■ **CONSIGNES**:
(1) Dans le texte sur Al-Qaida et la politique américaine, relevez tous les adversaires que l'organisation cherche à combattre selon la liste de ses objectifs.
(2) D'après le texte sur Al-Qaida et la politique américaine, à quelle date Al-Qaida a-t-elle été bombardée à Idlib ?
(3) Prolongez le texte sur Al-Qaida et la politique américaine à partir de sa dernière phrase.

■ **TEXTE À LIRE**:
....

En faisant de l’Iran l’adversaire principal, les États-Unis n’aident-ils pas dans les faits le djihadisme sunnite, et notamment Al-Qaida ?

Al-Qaida aurait gagné la guerre contre le terrorisme ? Que signifie ce blasphème ? Absurde ! C’est la réponse réflexe de la plupart des observateurs : ils estiment que dix-huit ans après le 11 septembre 2001, les États-Unis ont réduit Al-Qaida à sa plus simple expression. Selon eux, les dernières opérations contre l’organisation d’Oussama Ben Laden comme le bombardement d’Al-Qaida à Idlib le 31 août 2019 tiennent plutôt du nettoyage final. Mais n’est-ce pas là une lecture superficielle de la situation ?

Jusqu’à ce que le président américain Donald Trump annule (temporairement ?) l’accord, l’anniversaire du 11-Septembre devait coïncider avec un compromis conclu entre Washington et les talibans : les États-Unis se retireraient d’Afghanistan en échange de l’assurance que les troupes américaines ne seraient pas attaquées au cours de leur départ, et que les talibans ne soutiendraient pas à l’avenir des groupes comme Al-Qaida. Les discussions autour de cet accord putatif tournent principalement autour de la question de savoir si les talibans respecteront leurs promesses. Mais il y a une question plus importante : les talibans peuvent attaquer ou non les troupes américaines, mais pourquoi Al-Qaida voudrait-elle attaquer les États-Unis depuis l’Afghanistan ? Ou de n’importe où ? Les États-Unis n’ont-ils pas fini par s’aligner sur les objectifs qui tiennent le plus à cœur à Al-Qaida ?

Une convergence d’intérêts

Et quels sont ces objectifs ? Laissons de côté la défaite de son rival, l’organisation de l’État islamique (OEI), même si les États-Unis ont fait à Al-Qaida — certes involontairement — une immense faveur en éliminant largement de la scène son plus grand concurrent pour le recrutement et le financement. Plus précisément, qu’en est-il de ses objectifs : combat contre l’Iran, contre les chiites, contre le gouvernement syrien, le Hezbollah et les houthistes, et en général création d’une situation plus favorable à l’extrémisme sunnite au Proche-Orient ?

« L’Iran est la nation terroriste numéro un » : avec ce mantra, Donald Trump n’a-t-il pas détourné l’attention du terrorisme sunnite, bête noire incontestée des États-Unis au cours des dix premières années qui ont suivi le 11-Septembre ? De son côté, Al-Qaida n’a-t-elle pas abandonné une grande partie de son orientation anti-occidentale, et ne s’est-il pas concentré sur ce qu’il considère comme une hérésie dans l’islam, le chiisme et ses dérivés ?

....

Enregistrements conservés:
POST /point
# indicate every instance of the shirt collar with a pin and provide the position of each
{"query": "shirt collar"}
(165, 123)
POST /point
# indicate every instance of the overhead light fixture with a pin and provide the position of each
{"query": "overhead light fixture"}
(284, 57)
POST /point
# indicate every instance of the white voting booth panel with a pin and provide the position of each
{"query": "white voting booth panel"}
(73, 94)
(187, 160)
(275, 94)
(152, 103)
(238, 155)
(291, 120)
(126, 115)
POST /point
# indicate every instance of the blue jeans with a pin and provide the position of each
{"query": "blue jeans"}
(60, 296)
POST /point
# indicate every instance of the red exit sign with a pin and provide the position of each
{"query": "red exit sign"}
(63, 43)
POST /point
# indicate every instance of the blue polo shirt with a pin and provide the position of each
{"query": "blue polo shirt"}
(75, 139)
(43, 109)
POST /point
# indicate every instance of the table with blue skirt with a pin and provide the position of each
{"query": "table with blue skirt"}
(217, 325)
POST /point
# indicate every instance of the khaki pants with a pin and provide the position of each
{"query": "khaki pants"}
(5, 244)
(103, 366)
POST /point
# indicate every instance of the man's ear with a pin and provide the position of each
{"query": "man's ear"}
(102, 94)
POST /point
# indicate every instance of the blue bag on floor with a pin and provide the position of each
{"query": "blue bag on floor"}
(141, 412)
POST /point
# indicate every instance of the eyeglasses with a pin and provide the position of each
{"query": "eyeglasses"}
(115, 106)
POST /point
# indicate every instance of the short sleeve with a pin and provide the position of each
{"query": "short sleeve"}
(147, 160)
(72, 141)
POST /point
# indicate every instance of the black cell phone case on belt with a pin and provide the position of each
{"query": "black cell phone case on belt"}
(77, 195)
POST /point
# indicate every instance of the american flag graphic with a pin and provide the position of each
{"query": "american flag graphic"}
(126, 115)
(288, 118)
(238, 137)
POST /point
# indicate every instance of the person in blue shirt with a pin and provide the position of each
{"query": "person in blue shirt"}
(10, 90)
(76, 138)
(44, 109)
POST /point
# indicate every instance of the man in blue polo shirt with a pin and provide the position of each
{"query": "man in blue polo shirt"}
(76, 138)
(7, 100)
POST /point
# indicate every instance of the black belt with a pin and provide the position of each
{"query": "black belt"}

....

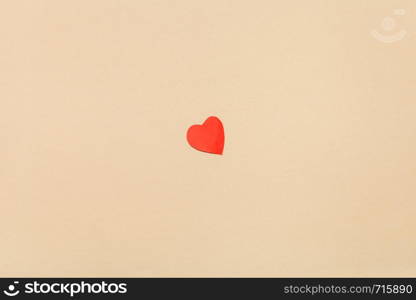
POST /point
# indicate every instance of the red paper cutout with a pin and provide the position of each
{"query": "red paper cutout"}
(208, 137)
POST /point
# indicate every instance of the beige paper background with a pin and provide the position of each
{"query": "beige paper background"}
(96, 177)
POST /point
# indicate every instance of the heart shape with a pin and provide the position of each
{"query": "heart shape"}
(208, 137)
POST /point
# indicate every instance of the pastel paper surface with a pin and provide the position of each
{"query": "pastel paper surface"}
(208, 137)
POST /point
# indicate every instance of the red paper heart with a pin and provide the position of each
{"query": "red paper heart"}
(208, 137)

....

■ **CORRIGÉ**:
(1) L'Iran, les chiites, le gouvernement syrien, le Hezbollah et les houthistes.

(2) Le 31 août 2019.

(3)
Regardez l’absence de réaction d’Al-Qaida à l’annonce récente des États-Unis, qui vont envoyer à nouveau des troupes en Arabie saoudite, en réponse à « la menace iranienne ». Une telle présence militaire a été pourtant un catalyseur important pour le mouvement de Ben Laden. Dans la période qui a précédé et suivi la première guerre américaine contre l’Irak en 1991, les États-Unis ont envoyé des milliers de soldats sur la terre sainte de l’islam, ce qui fut à l’époque considéré comme un anathème par de nombreux musulmans. Aujourd’hui, cette perspective suscite à peine un haussement de sourcils, tant le peuple saoudien et les sunnites ont été conditionnés à penser que leur ennemi c’est l’Iran, et non Israël ni son protecteur, les États-Unis.

Al-Qaida n’a d’ailleurs jamais semblé se soucier des agissements d’Israël, du moins à en juger par ses actes plutôt que par ses paroles. Al-Qaida a-t-elle jamais organisé une attaque importante contre Israël ? Tant de fulminations, si peu d’action. Et même contre les États-Unis : qu’a fait Al-Qaida après l’attentat spectaculaire du 11 septembre 2001 ? Il faut fouiller les archives pour trouver quelque chose : l’attentat à la voiture piégée de Times Square en 2010 par un Pakistanais, lié ou non à Al-Qaida ; l’attentat perpétré contre le consulat américain à Benghazi à la suite de la chute de Mouammar Kadhafi en 2012 pourrait également être pris en compte. Même si l’on ajoute un certain nombre de complots qui auraient été déjoués par des agences de sécurité américaines (et qui impliquaient souvent des agents provocateurs), le dossier prouve qu’Al-Qaida ne considère plus les États-Unis comme une cible prioritaire. Ce sentiment — ou cette quasi-indifférence — semble avoir été mutuel. Après l’assassinat de Ben Laden en 2011, tout s’est passé comme si Washington estimait que le compte était clos, et qu’il leur suffisait de faire le minimum contre Al-Qaida, pour la forme. Surtout avec l’apparition d’un petit nouveau sur la scène terroriste, l’OEI, lui-même une ramification d’Al-Qaida en Irak.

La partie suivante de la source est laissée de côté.